**Goal:**
Format every line of the records below as a JSON list of strings, with one string per line and blank lines omitted.

**Records for this exercise:**
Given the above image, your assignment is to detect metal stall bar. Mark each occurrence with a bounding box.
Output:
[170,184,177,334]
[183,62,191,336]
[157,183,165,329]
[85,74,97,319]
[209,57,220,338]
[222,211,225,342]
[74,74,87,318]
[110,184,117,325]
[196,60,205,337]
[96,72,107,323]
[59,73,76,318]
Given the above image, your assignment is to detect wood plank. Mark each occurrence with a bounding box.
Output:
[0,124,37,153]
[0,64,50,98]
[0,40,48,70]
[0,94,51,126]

**Response to the task:**
[
  "Given the above image, your assignment is to detect metal stall bar. Mark each occurrence with a bounding box.",
  "Output:",
  "[170,184,177,334]",
  "[183,62,191,336]",
  "[157,183,165,329]",
  "[85,74,97,319]",
  "[209,57,220,338]",
  "[222,211,225,342]",
  "[74,74,87,318]",
  "[110,184,117,325]",
  "[196,60,205,337]",
  "[96,72,107,323]",
  "[59,73,76,318]",
  "Given the above image, your assignment is to detect wood plank. Mark each occurrence with a bounding box.",
  "Output:",
  "[0,124,37,153]",
  "[0,64,50,98]",
  "[0,40,48,70]",
  "[0,94,51,126]"
]